Data for this exercise:
══════
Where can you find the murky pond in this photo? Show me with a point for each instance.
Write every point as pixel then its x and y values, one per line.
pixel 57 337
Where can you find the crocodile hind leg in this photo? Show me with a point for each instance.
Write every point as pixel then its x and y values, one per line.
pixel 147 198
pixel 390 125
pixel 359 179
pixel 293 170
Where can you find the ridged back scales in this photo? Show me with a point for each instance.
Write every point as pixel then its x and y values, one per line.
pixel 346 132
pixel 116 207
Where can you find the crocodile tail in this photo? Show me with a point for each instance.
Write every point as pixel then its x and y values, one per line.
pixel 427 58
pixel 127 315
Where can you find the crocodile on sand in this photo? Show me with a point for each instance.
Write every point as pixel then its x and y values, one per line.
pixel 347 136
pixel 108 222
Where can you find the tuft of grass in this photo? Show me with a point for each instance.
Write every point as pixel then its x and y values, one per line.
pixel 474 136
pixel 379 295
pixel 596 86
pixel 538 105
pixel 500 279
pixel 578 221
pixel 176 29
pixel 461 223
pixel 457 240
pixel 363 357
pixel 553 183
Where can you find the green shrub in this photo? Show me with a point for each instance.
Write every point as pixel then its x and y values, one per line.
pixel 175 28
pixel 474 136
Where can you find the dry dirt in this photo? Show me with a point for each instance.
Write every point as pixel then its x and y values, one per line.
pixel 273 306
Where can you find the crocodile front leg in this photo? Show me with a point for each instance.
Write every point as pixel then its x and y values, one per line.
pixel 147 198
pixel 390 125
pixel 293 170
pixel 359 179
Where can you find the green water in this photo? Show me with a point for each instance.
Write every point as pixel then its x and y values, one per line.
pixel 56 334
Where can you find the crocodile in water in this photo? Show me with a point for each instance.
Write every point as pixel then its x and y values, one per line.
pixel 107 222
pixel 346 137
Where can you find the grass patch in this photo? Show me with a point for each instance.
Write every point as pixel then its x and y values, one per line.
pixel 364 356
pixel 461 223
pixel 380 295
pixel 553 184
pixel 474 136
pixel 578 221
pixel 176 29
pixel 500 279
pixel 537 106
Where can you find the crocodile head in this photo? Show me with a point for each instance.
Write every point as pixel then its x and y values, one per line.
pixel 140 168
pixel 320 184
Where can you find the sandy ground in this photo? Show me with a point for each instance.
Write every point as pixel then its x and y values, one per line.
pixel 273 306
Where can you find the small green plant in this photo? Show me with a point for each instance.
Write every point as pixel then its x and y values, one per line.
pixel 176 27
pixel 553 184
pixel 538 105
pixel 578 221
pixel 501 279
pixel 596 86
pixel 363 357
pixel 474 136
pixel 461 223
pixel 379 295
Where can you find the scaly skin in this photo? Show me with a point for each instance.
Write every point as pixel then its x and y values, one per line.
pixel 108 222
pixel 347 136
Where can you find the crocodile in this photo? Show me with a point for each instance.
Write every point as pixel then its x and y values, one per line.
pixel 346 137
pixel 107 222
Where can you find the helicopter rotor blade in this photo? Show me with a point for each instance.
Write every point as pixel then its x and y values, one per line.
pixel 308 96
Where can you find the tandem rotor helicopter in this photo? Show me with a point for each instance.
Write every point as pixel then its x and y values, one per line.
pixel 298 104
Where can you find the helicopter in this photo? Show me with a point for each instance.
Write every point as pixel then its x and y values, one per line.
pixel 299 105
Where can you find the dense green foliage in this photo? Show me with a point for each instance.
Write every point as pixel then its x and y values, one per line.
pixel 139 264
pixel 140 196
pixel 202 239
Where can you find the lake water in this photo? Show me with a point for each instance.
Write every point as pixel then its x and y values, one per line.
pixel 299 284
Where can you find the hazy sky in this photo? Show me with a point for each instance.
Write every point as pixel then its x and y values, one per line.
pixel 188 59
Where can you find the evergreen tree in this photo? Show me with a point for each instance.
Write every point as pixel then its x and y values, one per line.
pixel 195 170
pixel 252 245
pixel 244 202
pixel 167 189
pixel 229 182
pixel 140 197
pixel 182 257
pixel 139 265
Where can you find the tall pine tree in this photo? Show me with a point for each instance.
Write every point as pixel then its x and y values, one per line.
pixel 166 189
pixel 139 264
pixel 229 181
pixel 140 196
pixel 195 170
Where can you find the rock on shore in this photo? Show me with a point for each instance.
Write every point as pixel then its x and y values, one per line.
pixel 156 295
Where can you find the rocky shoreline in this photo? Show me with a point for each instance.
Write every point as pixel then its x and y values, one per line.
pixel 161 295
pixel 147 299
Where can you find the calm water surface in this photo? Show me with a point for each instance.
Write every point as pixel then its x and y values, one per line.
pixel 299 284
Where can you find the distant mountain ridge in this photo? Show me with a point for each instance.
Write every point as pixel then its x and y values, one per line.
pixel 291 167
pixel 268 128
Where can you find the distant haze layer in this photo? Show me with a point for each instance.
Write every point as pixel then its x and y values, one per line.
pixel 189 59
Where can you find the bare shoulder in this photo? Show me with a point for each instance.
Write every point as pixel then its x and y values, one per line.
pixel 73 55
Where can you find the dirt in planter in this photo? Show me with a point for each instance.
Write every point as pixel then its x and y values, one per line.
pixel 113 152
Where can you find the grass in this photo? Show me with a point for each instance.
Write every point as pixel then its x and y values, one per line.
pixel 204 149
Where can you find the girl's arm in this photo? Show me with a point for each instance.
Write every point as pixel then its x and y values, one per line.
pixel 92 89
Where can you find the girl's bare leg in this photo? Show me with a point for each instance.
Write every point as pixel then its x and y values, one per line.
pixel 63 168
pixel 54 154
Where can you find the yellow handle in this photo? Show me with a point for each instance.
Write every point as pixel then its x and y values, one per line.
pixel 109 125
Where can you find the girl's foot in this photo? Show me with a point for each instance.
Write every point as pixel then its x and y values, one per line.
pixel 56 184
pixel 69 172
══════
Reproduce all of the items above word for word, line by line.

Where can you find the murky pond in this photo? Show me with a point for each instance.
Write every point as pixel then its x and y values, one per line.
pixel 57 337
Where can you find the crocodile hind leg in this photo? Show me with a point for each instance.
Write every point as pixel then its x and y values, one per line.
pixel 147 198
pixel 390 125
pixel 359 179
pixel 293 170
Where can you find the ridged back scales in this photo? Show me with a point for each instance.
Write every point as pixel then its x and y values, one per line.
pixel 346 132
pixel 116 207
Where can you find the crocodile tail in this photo? Show me with a point for each instance.
Write every point as pixel then its x and y values, one per line.
pixel 427 58
pixel 127 315
Where can you find the crocodile on sand in this photo? Show me with a point for each instance.
Write every point as pixel then its x and y values, one per line.
pixel 347 136
pixel 108 222
Where can you find the tuft of grass in this photo? Show me with a point for each instance.
Write every point as pixel then its x and y values, one per line.
pixel 474 136
pixel 379 295
pixel 596 86
pixel 538 105
pixel 500 279
pixel 578 221
pixel 176 29
pixel 461 223
pixel 457 240
pixel 363 357
pixel 553 183
Where can you find the green shrub in this photo? Show me with a point for each instance.
Write every point as pixel then its x and y values, one per line.
pixel 175 28
pixel 474 136
Where can you find the dry dirt in this photo? Show me with a point for each instance.
Write every point as pixel then its x and y values, one per line.
pixel 273 306
Where can you find the crocodile front leg in this photo? Show me with a point for each instance.
Write every point as pixel then its x and y values, one per line.
pixel 147 198
pixel 390 125
pixel 293 170
pixel 359 179
Where can you find the green water in this photo? Show me with a point for each instance.
Write every point as pixel then its x and y values, one per line.
pixel 56 334
Where can you find the crocodile in water in this photo? Show me with a point for each instance.
Write every point as pixel then its x and y values, one per line.
pixel 107 222
pixel 346 137
Where can you find the grass patch in this photo? Show me with a point for each instance.
Write every point as pixel then its x and y values, one per line.
pixel 364 356
pixel 461 223
pixel 380 295
pixel 553 184
pixel 474 136
pixel 578 221
pixel 176 29
pixel 500 279
pixel 537 106
Where can you find the crocodile head in this photo? Show me with a point for each instance.
Write every point as pixel then its x and y values, one per line.
pixel 140 168
pixel 320 184
Where can you find the sandy ground in this photo? Show me with a point for each instance.
Write every point as pixel then its x and y values, one per line.
pixel 273 306
Where can you find the small green plant in this photo? Show me with a point for each instance.
Write every point as pixel then its x and y values, one per line.
pixel 176 27
pixel 553 184
pixel 538 105
pixel 578 221
pixel 501 279
pixel 596 86
pixel 363 357
pixel 474 136
pixel 461 223
pixel 379 295
Where can you find the scaly skin in this photo? Show me with a point for each instance.
Write every point as pixel then its x and y values, one per line.
pixel 108 222
pixel 347 136
Where can you find the crocodile in this photo? Show me with a point for each instance.
Write every point as pixel then its x and y values, one per line.
pixel 346 137
pixel 107 222
Where can you find the helicopter rotor blade in this photo? Show me with a point for each instance.
Write every point as pixel then its x and y values, one per line.
pixel 308 96
Where can you find the tandem rotor helicopter in this photo? Show me with a point for each instance.
Write every point as pixel then its x and y values, one per line.
pixel 298 104
Where can you find the helicopter in this photo? Show me with a point for each instance.
Write every point as pixel then its x and y values, one per line.
pixel 299 105
Where can you find the dense green foliage in this photo? Show me with a point for each instance.
Write every point as pixel then its x and y values, one per line.
pixel 139 264
pixel 140 196
pixel 202 239
Where can you find the lake water in this photo? Show me with a point for each instance.
Write every point as pixel then its x and y values, one per line.
pixel 299 284
Where can you find the hazy sky in this photo? Show me with a point for each instance.
Write every point as pixel then its x and y values, one per line.
pixel 188 59
Where can you find the evergreen tree in this photo? Show me with a point for each instance.
Write every point as pixel then its x and y values, one per line.
pixel 195 170
pixel 252 245
pixel 244 202
pixel 167 189
pixel 229 182
pixel 140 197
pixel 182 257
pixel 139 265
Where can you find the tall pine tree in this photo? Show me with a point for each instance.
Write every point as pixel then its x and y values, one per line.
pixel 166 189
pixel 139 264
pixel 229 181
pixel 140 196
pixel 195 170
Where can you find the rock on shore in this photo? Show me with a point for each instance.
Write every point as pixel then its x and y values, one per line.
pixel 156 295
Where can you find the rocky shoreline in this photo? Show me with a point for each instance.
Write every point as pixel then its x and y values, one per line.
pixel 161 295
pixel 147 299
Where can you find the calm water surface in this photo? Show me with a point for each instance.
Write every point as pixel then its x and y values, one per line.
pixel 299 284
Where can you find the distant mountain ridge in this photo? Show me with a point for each instance.
Write every point as pixel then its x and y values, one per line.
pixel 291 167
pixel 268 128
Where can you find the distant haze layer in this photo? Show me with a point for each instance.
Write every point as pixel then its x and y values, one per line.
pixel 189 59
Where can you find the bare shoulder in this photo? Show me with a point for each instance.
Write every point as pixel then its x and y values, one per line.
pixel 73 55
Where can you find the dirt in planter in this photo? Show me with a point for each instance.
Write every point as pixel then its x and y values, one per line.
pixel 113 152
Where can you find the grass in this photo? Show me with a point for each instance.
Write every point as pixel then its x and y values, one per line.
pixel 204 149
Where can you find the girl's arm in this photo? Show me with a point for each instance.
Write every point as pixel then its x and y values, one per line.
pixel 92 89
Where can you find the girl's bare leg in this photo? Show me with a point for each instance.
Write every point as pixel then its x and y values, one per line.
pixel 63 168
pixel 54 154
Where can you find the yellow handle in this photo? Show me with a point for each instance.
Write every point as pixel then its x and y values, one per line.
pixel 109 125
Where can you find the girl's foot in this photo? Show me with a point for each instance.
Write every point as pixel then its x and y values, one per line.
pixel 56 184
pixel 69 172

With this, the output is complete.